> _Objective_: Could you repeat the entries below without any changes, starting at the line that contains "[locate] the light" and continuing through the final line of the entries?

> _Entries_:
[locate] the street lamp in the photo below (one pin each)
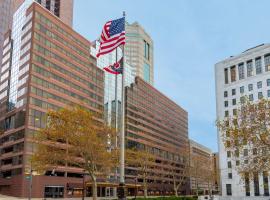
(83, 191)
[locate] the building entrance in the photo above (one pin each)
(54, 191)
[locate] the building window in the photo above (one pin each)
(146, 72)
(260, 96)
(229, 189)
(229, 164)
(258, 65)
(266, 183)
(233, 74)
(255, 151)
(242, 89)
(250, 87)
(250, 97)
(245, 152)
(247, 187)
(146, 50)
(256, 184)
(259, 85)
(241, 72)
(249, 68)
(233, 91)
(236, 153)
(267, 62)
(242, 99)
(268, 82)
(226, 76)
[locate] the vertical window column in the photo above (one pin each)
(265, 184)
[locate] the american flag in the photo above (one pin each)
(112, 36)
(116, 68)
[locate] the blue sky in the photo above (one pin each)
(190, 36)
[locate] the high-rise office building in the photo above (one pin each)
(113, 84)
(238, 77)
(139, 51)
(200, 154)
(156, 124)
(7, 9)
(46, 65)
(61, 8)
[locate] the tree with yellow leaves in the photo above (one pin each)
(180, 171)
(246, 136)
(73, 136)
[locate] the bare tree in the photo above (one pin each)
(75, 137)
(246, 136)
(180, 170)
(143, 160)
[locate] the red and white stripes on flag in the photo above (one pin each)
(112, 36)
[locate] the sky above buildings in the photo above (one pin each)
(190, 36)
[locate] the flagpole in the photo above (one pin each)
(122, 193)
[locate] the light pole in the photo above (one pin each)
(83, 192)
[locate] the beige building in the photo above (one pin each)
(139, 52)
(216, 172)
(202, 169)
(8, 8)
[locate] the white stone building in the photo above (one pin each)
(247, 74)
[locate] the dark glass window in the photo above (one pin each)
(250, 87)
(233, 74)
(260, 95)
(241, 72)
(229, 189)
(267, 62)
(268, 82)
(250, 97)
(265, 184)
(242, 89)
(258, 65)
(259, 85)
(247, 187)
(226, 76)
(249, 68)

> _Completed exercise_:
[locate] the light pole in the photo above (one pin each)
(83, 192)
[locate] the beige building in the photo above (one pin each)
(139, 52)
(216, 172)
(202, 169)
(8, 8)
[locate] the white stone building in the photo above (one pin each)
(247, 74)
[locate] the dark glass window in the photo above (one pin each)
(250, 87)
(233, 74)
(260, 95)
(241, 72)
(229, 189)
(267, 62)
(268, 82)
(250, 97)
(265, 184)
(242, 89)
(258, 65)
(259, 85)
(247, 187)
(226, 76)
(249, 68)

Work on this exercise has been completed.